[Begin Text]
Luke 9:37-56

I pointed out in last week’s sermon and in the sermon previous to that that Luke did not include in his narrative of the conversation the Lord had with his disciples at Caesarea Philippi Peter’s rebuke of the Lord for his prediction that he would suffer many things, be rejected by the elders of the people, be put to death, and rise again from the dead. Nor did he record the Lord’s stern rejoinder to Peter: “Get behind me Satan.” But what we now learn is that he did not omit that exchange because he was trying to preserve the reputation of the disciples. Following the account of the transfiguration, we have five short paragraphs (or four, if vv. 49-40 belong to the verses before them) each of which reflects poorly on the disciples. The passage we are about to read effectively brings to an end the main narrative of the Lord’s Galilean ministry. We are left with the realization that, as the Lord turns now to pay more attention to the preparation of his disciples for their future ministry, they remain a group of men with a lot to learn!

Text Comment

v.39     After the glory of the experience of his transfiguration on the mountain top, the Lord is plunged immediately back into the fray. The powers of darkness are still abroad in the world and people are still in desperate need of his help.

v.40     Remember, these men had successfully dealt with demon possession on their preaching tour of which we read in the opening verses of the chapter. Now the power had left them and the implication seems to be that it was their fault.

v.41     By leaving out other material we find in Matthew and Mark, Luke emphasizes the Lord’s words, “O faithless and twisted generation…” The emphasis falls on their lack of faith, a lack of faith even the disciples shared to some extent.
[End Text]
Summarize the sermon on Luke 9:37-56 in two sentences.
[Begin Supplied records]
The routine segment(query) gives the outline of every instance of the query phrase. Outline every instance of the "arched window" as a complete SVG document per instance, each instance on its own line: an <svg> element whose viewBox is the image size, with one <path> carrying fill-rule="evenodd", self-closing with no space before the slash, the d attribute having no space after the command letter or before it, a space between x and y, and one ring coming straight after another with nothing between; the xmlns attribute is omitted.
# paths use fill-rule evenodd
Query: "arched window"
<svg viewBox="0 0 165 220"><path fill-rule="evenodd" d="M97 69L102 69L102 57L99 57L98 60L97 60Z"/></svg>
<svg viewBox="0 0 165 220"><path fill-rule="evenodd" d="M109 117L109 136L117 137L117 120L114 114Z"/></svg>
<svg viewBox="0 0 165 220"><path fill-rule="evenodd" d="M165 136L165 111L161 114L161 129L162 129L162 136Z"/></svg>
[End Supplied records]
### Solution for this exercise
Luke left out Peter's rebuke of the Lord and the Lord's stern reply, yet the paragraphs following the transfiguration each reflect poorly on the disciples, so he was not protecting their reputation. Back in the fray after the transfiguration, the disciples no longer have the power over demons they had shown on their preaching tour, apparently through their own fault, and Luke stresses the Lord's words about a "faithless and twisted generation," whose lack of faith the disciples shared to some extent.